How to complete this task
From the entries that follow, list every line in which the string "around" appears.

Record set

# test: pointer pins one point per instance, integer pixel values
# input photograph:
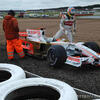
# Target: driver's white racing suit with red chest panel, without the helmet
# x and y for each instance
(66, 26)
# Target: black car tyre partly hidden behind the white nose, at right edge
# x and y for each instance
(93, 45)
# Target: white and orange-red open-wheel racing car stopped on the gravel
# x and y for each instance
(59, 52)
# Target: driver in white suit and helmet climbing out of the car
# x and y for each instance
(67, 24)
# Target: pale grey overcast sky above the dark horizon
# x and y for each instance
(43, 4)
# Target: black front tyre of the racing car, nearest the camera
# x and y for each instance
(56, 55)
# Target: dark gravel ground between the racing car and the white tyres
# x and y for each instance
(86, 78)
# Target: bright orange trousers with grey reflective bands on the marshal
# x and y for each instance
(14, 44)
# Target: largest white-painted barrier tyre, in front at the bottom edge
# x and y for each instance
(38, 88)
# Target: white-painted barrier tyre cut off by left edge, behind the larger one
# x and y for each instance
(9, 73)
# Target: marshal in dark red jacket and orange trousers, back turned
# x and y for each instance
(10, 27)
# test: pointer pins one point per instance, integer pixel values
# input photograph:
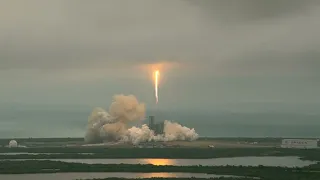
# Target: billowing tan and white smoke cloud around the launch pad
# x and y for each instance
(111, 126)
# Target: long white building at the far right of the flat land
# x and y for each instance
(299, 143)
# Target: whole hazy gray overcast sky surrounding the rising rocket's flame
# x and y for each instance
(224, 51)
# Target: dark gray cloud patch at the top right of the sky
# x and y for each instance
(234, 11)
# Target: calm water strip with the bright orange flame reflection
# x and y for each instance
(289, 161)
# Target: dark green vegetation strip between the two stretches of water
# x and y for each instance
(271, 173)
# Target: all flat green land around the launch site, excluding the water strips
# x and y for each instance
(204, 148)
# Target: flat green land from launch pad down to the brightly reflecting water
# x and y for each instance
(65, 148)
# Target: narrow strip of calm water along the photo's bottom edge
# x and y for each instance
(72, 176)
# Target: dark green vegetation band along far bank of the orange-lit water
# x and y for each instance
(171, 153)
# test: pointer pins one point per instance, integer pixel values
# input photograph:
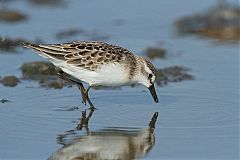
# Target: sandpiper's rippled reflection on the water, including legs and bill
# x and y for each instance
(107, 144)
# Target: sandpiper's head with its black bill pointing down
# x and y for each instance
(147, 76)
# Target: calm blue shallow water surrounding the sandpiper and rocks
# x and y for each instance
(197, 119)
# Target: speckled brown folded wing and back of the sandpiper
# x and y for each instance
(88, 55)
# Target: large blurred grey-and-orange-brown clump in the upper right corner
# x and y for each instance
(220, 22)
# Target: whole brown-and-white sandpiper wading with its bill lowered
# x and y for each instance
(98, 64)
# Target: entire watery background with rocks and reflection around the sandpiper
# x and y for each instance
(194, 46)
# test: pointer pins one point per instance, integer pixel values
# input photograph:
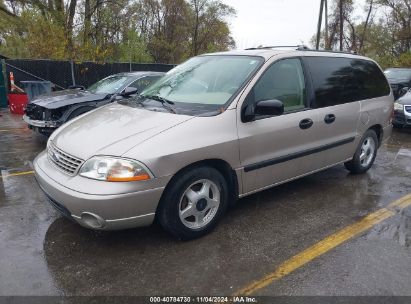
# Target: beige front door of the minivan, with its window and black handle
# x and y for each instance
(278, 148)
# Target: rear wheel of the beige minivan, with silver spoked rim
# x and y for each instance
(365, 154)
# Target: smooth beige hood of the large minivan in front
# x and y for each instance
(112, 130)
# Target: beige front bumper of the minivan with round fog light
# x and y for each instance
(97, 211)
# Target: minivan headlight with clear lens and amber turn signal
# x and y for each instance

Exercise output
# Target: billowing tan and white smoke cloud around the launch pad
# Target: all flat green land around the launch site, excluding the water strips
# Target: entire watery background with rocks and reflection around the sandpiper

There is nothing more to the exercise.